[Natural language region descriptions]
____

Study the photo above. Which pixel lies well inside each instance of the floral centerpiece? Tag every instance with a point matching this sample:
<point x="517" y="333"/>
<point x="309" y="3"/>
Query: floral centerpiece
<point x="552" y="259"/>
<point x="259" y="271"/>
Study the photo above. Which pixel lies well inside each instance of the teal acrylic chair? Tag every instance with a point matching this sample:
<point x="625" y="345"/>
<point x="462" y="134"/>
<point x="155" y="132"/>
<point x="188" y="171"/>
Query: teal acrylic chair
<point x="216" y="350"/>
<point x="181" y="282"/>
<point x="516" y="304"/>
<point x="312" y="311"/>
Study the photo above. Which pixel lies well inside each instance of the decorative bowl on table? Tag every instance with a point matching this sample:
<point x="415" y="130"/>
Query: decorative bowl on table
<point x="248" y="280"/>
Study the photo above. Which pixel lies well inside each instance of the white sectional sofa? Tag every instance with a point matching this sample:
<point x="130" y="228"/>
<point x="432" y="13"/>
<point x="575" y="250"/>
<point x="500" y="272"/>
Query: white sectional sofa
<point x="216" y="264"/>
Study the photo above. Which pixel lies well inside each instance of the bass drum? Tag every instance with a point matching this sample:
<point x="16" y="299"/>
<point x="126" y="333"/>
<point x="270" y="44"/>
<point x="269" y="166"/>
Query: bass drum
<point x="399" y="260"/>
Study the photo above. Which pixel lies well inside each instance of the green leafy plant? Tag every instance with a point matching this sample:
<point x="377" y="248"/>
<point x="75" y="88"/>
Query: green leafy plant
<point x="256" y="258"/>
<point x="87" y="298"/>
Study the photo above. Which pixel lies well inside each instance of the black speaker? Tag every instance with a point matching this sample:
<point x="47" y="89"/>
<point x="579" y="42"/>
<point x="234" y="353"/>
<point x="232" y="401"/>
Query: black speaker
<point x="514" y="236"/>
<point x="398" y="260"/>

____

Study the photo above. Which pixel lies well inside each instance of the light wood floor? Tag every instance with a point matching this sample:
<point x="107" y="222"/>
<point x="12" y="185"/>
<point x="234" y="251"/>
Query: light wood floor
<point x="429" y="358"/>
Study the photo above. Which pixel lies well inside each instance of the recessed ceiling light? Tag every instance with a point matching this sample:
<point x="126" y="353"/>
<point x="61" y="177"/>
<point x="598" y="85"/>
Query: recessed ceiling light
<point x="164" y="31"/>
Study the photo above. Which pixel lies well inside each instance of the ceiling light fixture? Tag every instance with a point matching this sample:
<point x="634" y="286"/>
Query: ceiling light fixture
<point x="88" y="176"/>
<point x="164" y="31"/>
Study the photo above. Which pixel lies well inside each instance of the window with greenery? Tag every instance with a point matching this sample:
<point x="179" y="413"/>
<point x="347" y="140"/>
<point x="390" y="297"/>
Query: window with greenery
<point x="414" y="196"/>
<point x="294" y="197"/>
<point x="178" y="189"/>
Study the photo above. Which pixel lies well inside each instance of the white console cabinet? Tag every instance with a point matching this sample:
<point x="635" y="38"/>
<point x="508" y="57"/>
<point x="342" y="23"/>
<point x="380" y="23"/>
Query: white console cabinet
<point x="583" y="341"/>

____

## [TASK STATEMENT]
Look above for the line that contains "of the floral". Starting there, transcribe every line exactly until you have copied the line that contains "of the teal".

## [COMPLETED TASK]
Study the photo above. Which pixel lies well inside each instance of the floral centerpiece? Tag every instance with a point matching this sample:
<point x="517" y="333"/>
<point x="309" y="3"/>
Query: floral centerpiece
<point x="552" y="259"/>
<point x="259" y="271"/>
Study the photo above. Which pixel lies well inside each instance of the teal acrylic chair? Tag every instance with a point matching this sample:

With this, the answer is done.